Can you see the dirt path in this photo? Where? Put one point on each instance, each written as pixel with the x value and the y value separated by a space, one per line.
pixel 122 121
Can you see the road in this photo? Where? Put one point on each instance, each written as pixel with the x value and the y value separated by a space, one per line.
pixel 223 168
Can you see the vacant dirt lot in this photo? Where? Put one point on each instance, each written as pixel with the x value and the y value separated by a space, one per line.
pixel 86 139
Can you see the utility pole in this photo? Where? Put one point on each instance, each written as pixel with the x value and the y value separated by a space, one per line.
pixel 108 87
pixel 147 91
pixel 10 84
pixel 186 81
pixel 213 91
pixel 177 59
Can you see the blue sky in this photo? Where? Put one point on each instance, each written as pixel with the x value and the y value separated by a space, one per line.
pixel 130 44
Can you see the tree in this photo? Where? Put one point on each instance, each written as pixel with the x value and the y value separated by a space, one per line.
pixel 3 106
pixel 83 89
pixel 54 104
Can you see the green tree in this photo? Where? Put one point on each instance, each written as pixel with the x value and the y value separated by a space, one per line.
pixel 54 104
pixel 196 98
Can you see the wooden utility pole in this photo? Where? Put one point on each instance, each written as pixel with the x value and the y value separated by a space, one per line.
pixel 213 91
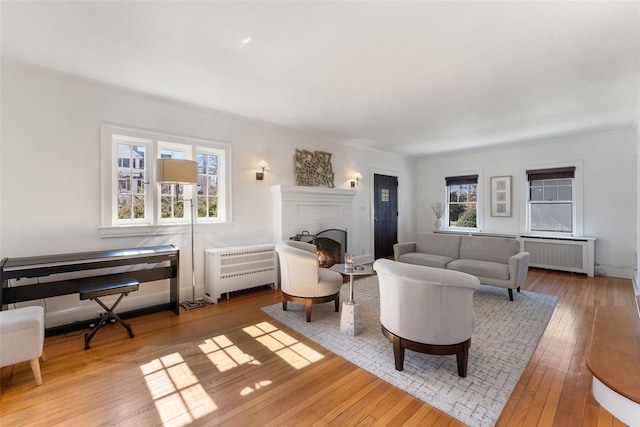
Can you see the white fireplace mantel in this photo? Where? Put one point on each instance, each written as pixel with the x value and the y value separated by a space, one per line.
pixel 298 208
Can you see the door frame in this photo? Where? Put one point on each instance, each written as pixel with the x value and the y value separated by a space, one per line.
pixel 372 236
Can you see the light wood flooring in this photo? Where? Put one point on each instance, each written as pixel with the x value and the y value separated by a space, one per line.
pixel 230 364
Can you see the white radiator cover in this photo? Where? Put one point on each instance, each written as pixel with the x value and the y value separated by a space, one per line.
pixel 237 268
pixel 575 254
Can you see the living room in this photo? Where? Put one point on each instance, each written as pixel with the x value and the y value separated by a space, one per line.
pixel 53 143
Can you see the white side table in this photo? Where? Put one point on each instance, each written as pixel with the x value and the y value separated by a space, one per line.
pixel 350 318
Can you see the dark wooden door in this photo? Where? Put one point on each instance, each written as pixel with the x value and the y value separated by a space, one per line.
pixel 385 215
::::
◆ **What to work on**: Return all of the entries exactly as written, but drop any pictures they hold.

◆ **Solution for this problem**:
Can you see the dirt path in this photo? Where? Put one point on each instance, each written as pixel with the x value and the y value separated by a space, one per line.
pixel 122 121
Can you see the road in this photo? Where? Put one point on each instance, each written as pixel with the x value and the y value separated by a space, one per line.
pixel 223 168
Can you see the vacant dirt lot in this photo? Where? Put one point on each instance, each written as pixel with the x value and the y value separated by a space, one per line.
pixel 86 139
Can you see the utility pole in this photo? Where? Put one point on each instance, each written as pixel with the x value and the y value separated by a space, one per line.
pixel 108 87
pixel 147 91
pixel 10 84
pixel 186 81
pixel 213 91
pixel 177 59
Can you see the blue sky in this photo? Where? Put one point on each instance, each written as pixel with the x value and the y value separated by a space, one per line.
pixel 130 44
Can you see the tree in this photo? Where? Put one point on each instance, each written as pixel with the x value and the y value separated by a space, one per line.
pixel 3 106
pixel 83 89
pixel 54 104
Can you see the green tree in this photo? Where? Put one point on each instance, each written as pixel with the x value and the y value separated by a space, one per line.
pixel 54 104
pixel 196 98
Can you see the wooden utility pole in this photo? Where? Put one point on each instance, each written as pixel with the x value and the y value separated by a space, one per line.
pixel 213 91
Can you see the white fireplace mantel in this photo? Where? Put one point on each instance, each written as pixel with the x value and the y value separated by a space, one per line.
pixel 298 208
Can you see the door frame in this photo? Where? Put one point on each instance, each written as pixel with the x value and the y value separated by a space, one per line.
pixel 372 236
Can you see the light wood flooring in this photo? Where? Put one point on each instance, each written as pixel with the x value and the y value separated by a space, one per line.
pixel 230 364
Can you see the white radiator cover in this photo? Where? Put one point on each instance, each written as pixel with the x value and the y value separated by a space, one per line.
pixel 237 268
pixel 575 254
Can you see the living room in this photo? Where? Put one point on each instance, each written as pixel with the x value and the y value separated by a space, one per line.
pixel 53 143
Can you see the white side table in this photo? Where? Put one point on each instance, each written as pixel with the x value and the y value separated by a space, one per line.
pixel 350 318
Can you see the dark wooden door in this photo? Where? Put one point on each instance, each written as pixel with the x value and the y value separated by a space, one per line.
pixel 385 215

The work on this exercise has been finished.